* _SET TASK_
Restate the full set of records exactly, word for word.

Items listed in a dataset
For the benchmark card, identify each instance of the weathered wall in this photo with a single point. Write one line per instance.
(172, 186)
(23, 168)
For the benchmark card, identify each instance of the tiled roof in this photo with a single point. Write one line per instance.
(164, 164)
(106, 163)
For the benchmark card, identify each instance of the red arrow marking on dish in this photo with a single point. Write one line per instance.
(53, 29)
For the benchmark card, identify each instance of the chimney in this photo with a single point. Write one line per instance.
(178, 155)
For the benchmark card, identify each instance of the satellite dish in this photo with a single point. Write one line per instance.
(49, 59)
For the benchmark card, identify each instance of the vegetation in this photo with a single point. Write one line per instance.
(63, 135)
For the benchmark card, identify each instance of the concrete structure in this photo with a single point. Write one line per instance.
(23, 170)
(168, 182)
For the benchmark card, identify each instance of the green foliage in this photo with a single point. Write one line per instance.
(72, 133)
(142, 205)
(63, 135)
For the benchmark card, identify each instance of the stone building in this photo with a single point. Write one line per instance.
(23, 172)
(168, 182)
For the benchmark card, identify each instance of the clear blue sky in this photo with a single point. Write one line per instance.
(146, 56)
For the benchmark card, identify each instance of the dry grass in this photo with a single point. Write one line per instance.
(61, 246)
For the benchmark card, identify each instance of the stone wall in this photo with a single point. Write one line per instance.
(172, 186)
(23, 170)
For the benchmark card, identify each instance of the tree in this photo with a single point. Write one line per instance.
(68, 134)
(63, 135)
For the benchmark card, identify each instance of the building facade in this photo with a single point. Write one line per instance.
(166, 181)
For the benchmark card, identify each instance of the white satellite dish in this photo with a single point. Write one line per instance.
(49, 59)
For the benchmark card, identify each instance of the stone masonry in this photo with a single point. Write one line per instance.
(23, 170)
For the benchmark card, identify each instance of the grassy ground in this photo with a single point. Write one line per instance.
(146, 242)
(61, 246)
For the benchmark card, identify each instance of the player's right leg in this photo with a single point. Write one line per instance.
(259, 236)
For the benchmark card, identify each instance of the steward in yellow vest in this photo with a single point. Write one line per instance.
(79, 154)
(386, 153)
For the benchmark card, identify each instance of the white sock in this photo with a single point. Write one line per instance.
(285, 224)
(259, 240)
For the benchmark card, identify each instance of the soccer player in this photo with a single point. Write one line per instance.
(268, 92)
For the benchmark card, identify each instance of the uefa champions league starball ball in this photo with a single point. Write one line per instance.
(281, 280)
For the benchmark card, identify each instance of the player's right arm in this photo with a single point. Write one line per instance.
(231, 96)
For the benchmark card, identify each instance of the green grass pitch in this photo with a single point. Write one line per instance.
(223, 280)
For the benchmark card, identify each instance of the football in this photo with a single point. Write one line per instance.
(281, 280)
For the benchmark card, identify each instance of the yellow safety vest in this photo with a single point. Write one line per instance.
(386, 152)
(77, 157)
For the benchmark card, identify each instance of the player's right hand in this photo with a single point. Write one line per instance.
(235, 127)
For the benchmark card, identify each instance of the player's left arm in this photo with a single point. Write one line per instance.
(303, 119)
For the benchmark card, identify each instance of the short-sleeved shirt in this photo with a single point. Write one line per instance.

* _TASK RESULT_
For the benchmark card, identify each instance of the weathered wall in this photo with a single point. Write one line per instance.
(172, 186)
(23, 168)
For the benchmark card, identify each instance of the tiled roof in this photo with a single point. Write one line per instance.
(164, 164)
(106, 163)
For the benchmark card, identify each instance of the red arrow marking on dish in this photo with a single point. Write one line per instance.
(53, 29)
For the benchmark card, identify each instance of the chimney in this photo with a single point. Write one line per instance.
(178, 155)
For the benchmark card, identify each instance of the satellite dish in this photo with a single point. Write one line per instance.
(49, 59)
For the benchmark card, identify each instance of the vegetation in this photo with a single point. Write one line per instance.
(63, 135)
For the benchmark card, identify each instance of the concrete structure in this photo with a single point. Write one line per instance.
(23, 170)
(168, 182)
For the benchmark card, identify each instance of the green foliage in this photo with a single point. Write one line per instance.
(72, 133)
(142, 205)
(63, 135)
For the benchmark card, identify each instance of the stone building in this photo with a single point. Write one line per instance.
(23, 172)
(168, 182)
For the benchmark card, identify each instance of the clear blue sky in this photo with a single point. Write one line per instance.
(146, 56)
For the benchmark card, identify each instance of the dry grass in this photo with a single point. Write one line per instance.
(61, 246)
For the benchmark card, identify each instance of the stone wall in this photo with a single point. Write one line per instance.
(172, 186)
(23, 170)
For the benchmark card, identify each instance of the tree in this photo with a single point. Write one line per instance.
(68, 134)
(63, 135)
For the benchmark card, identify each instance of the building facade in this photo with a single point. Write one line per instance.
(166, 181)
For the benchmark card, identify each instance of the white satellite dish in this photo with a single point. Write one line per instance.
(49, 59)
For the benchmark card, identify each instance of the stone masonry in this photo with a single point. Write one line per instance.
(23, 170)
For the benchmark card, identify each instance of the grassy ground in this photo with a single point. Write one line per instance.
(146, 242)
(61, 246)
For the benchmark card, identify each instance of the player's right leg in this photo with a single point. Write one line per instance.
(259, 236)
For the benchmark card, identify each instance of the steward in yellow vest in this photo with a single point. Write one line per instance.
(79, 154)
(386, 153)
For the benchmark card, identify each instance of the white sock in this photo with a single point. Write one line per instance.
(285, 224)
(259, 240)
For the benchmark card, identify each instance of the soccer player in this photo with a single point. Write one line per instance.
(268, 92)
For the benchmark card, identify each instance of the uefa champions league starball ball in this photo with a single point. Write one line per instance.
(281, 280)
For the benchmark card, identify each instance of the player's right arm in this photo with a single point. Write one line per instance.
(231, 96)
For the benchmark card, identify each instance of the green grass pitch in this photo with a single point. Write one line per instance.
(223, 280)
For the benchmark card, identify each instance of the football in this photo with a single point. Write one line per instance.
(281, 280)
For the benchmark card, identify each instance of the yellow safety vest in this photo with a single point. Write one line per instance.
(386, 152)
(77, 157)
For the benchmark card, identify each instance of the player's right hand in this photo with a single point. Write one line per instance.
(235, 127)
For the benchmark card, identify each instance of the player's left arm in this photo with a single point. Write one line per instance.
(303, 119)
For the benchmark card, identify each instance of the short-sleeved shirt in this photo with a single point. Write one line per instance.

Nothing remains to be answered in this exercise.